Stored items:
BEGIN
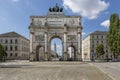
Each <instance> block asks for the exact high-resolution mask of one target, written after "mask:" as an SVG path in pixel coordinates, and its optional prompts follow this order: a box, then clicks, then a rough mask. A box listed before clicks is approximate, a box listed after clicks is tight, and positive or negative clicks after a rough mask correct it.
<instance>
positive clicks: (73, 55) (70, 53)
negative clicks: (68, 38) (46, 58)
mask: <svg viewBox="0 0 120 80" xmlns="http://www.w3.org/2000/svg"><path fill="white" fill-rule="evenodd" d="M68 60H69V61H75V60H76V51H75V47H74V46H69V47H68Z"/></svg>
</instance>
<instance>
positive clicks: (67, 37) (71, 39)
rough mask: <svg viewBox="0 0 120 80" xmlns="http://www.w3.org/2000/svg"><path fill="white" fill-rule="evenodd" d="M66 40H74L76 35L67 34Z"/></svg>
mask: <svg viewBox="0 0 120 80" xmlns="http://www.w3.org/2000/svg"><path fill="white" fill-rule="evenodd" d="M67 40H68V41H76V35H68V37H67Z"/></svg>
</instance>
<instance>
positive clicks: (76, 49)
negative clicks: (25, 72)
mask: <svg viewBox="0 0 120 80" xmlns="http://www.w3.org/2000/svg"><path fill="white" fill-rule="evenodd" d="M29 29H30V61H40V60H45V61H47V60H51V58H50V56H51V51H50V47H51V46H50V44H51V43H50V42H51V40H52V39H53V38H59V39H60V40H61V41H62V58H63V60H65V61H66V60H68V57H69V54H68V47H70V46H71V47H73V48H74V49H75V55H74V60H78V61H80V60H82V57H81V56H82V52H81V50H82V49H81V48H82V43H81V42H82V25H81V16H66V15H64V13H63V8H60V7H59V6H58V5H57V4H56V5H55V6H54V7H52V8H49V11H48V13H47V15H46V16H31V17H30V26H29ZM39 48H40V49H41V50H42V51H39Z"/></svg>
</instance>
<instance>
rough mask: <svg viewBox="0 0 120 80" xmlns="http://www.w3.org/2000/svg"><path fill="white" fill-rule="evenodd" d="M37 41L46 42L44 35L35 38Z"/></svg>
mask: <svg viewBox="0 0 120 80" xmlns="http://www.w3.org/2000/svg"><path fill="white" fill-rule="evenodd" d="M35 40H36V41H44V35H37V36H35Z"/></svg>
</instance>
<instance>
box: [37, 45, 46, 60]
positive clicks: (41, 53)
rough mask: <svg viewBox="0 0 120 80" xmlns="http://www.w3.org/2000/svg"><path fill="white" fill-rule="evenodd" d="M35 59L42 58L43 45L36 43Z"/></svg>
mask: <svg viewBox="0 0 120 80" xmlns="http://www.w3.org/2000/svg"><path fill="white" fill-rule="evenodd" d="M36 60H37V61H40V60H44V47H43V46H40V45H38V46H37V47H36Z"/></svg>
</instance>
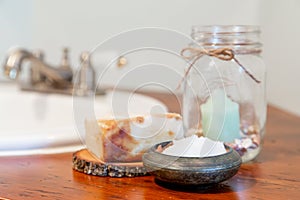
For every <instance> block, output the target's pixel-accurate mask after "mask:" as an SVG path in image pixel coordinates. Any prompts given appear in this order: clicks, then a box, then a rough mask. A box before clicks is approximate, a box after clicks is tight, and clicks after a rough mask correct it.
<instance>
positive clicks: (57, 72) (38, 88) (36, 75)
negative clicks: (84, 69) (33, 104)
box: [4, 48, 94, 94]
END
BEGIN
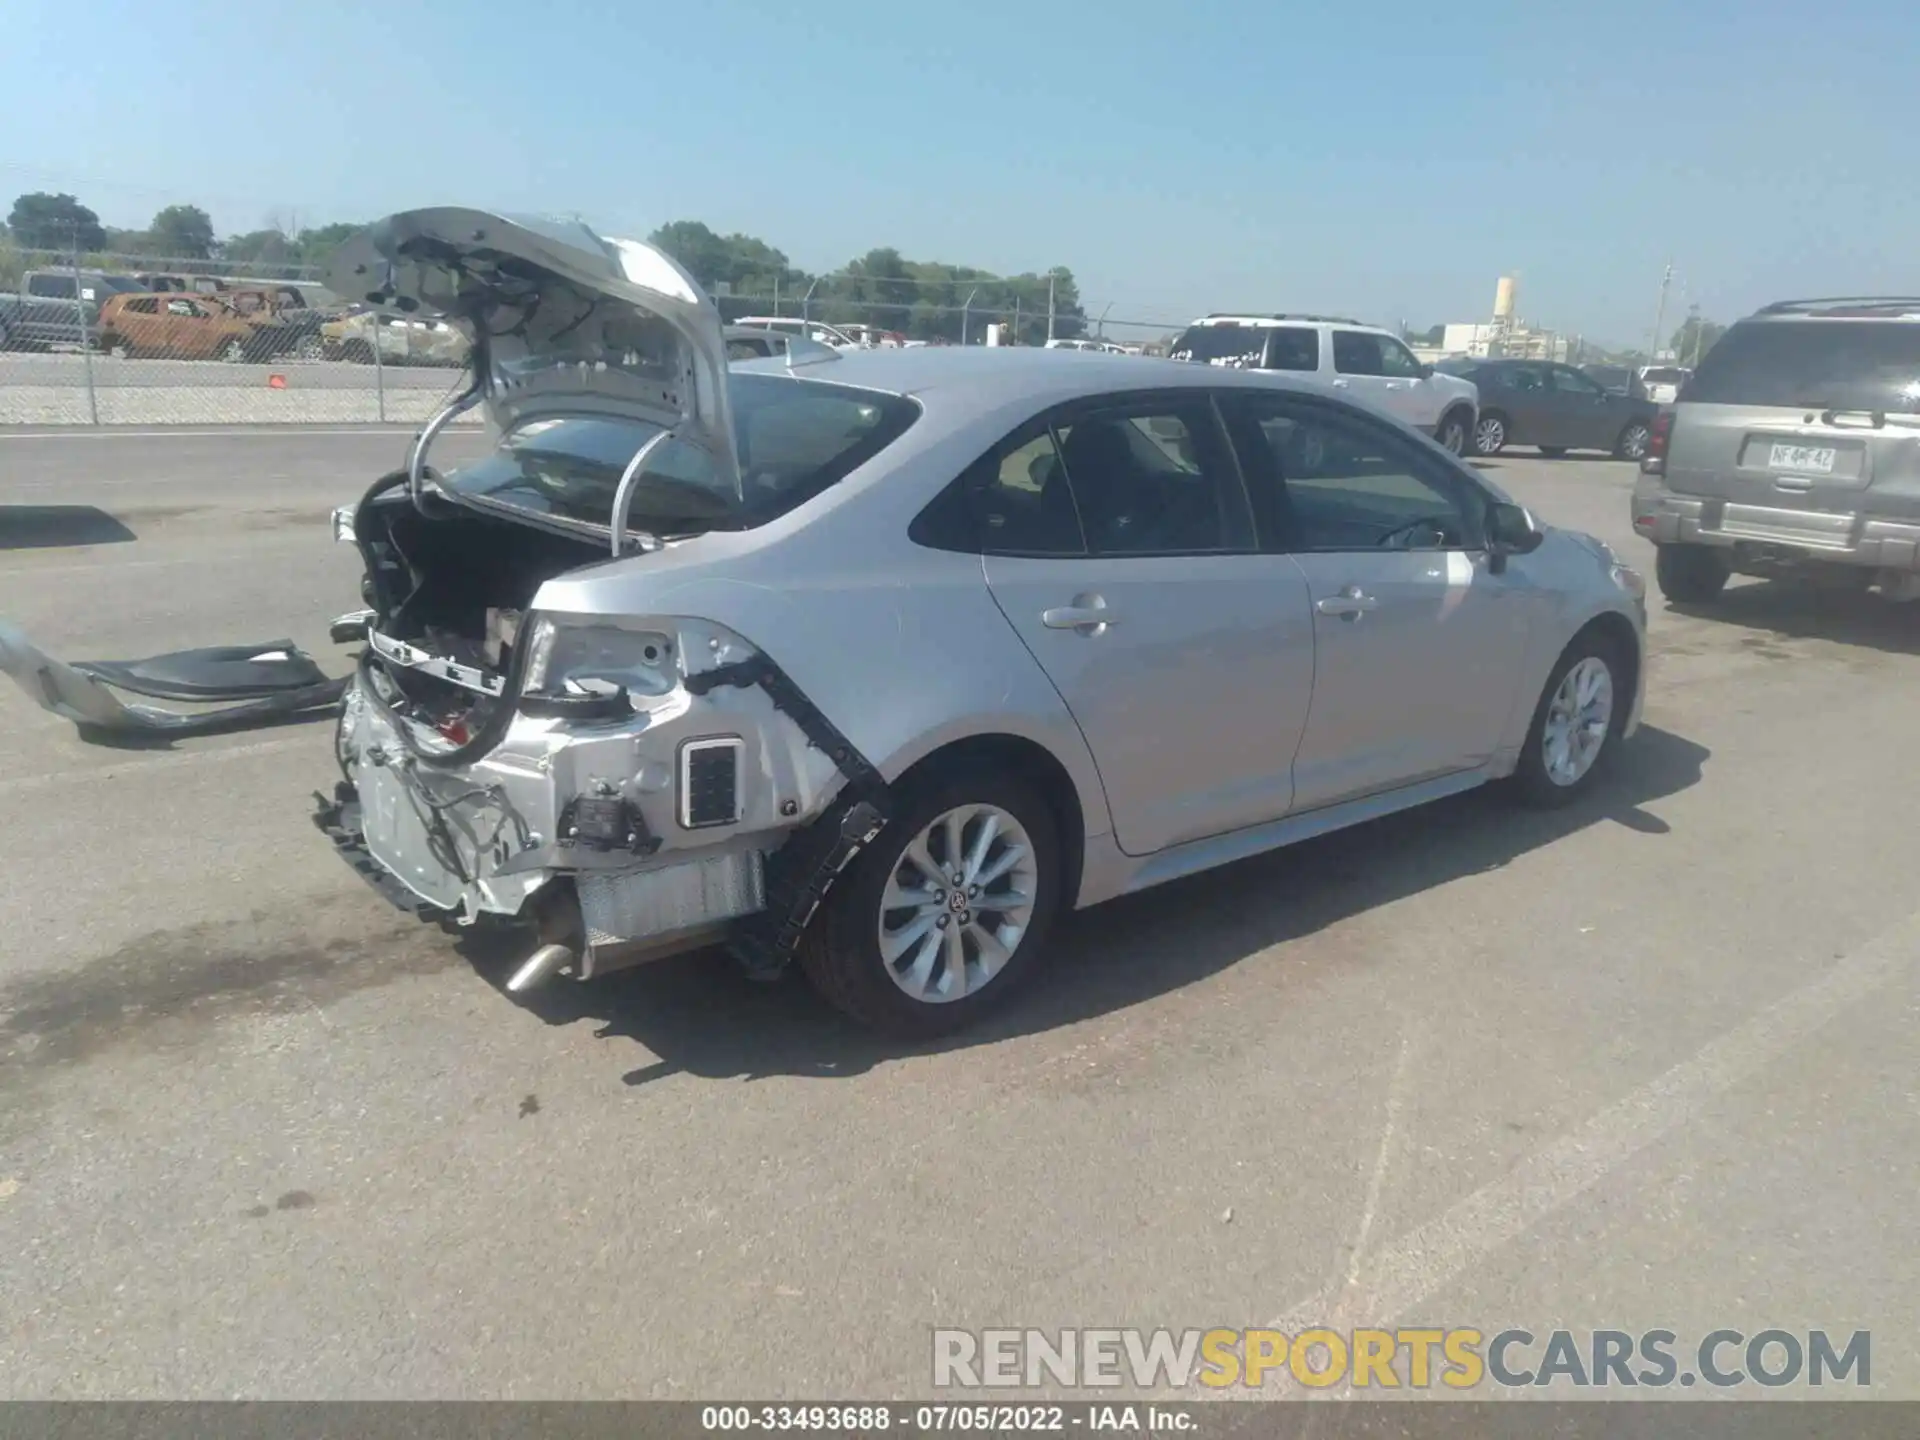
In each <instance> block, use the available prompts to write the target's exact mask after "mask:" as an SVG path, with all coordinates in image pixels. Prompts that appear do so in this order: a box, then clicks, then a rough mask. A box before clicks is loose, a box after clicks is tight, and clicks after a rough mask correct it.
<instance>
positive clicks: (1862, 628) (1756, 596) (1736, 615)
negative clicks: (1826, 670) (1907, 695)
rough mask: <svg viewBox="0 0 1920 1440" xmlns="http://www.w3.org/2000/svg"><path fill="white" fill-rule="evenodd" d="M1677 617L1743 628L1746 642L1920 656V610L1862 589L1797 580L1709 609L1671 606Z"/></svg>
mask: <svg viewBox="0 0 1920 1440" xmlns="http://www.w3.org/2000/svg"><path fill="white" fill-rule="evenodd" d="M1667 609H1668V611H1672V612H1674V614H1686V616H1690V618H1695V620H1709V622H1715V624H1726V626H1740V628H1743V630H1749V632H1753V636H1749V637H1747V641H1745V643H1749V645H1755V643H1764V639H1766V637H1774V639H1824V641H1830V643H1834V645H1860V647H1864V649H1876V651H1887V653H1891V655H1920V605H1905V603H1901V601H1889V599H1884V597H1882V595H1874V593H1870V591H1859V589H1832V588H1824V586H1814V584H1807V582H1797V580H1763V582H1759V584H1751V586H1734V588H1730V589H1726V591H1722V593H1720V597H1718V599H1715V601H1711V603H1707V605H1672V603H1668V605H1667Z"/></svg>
END
**EXERCISE AIM**
Using the data above, transcribe the lines that run from the line with "positive clicks: (57, 72) (38, 88) (36, 75)" to the line with "box: [4, 48, 94, 94]", both ends kept, and output nothing else.

**OUTPUT FOR THIS EXERCISE**
positive clicks: (57, 72) (38, 88) (36, 75)
negative clicks: (84, 69) (33, 104)
box: [4, 48, 94, 94]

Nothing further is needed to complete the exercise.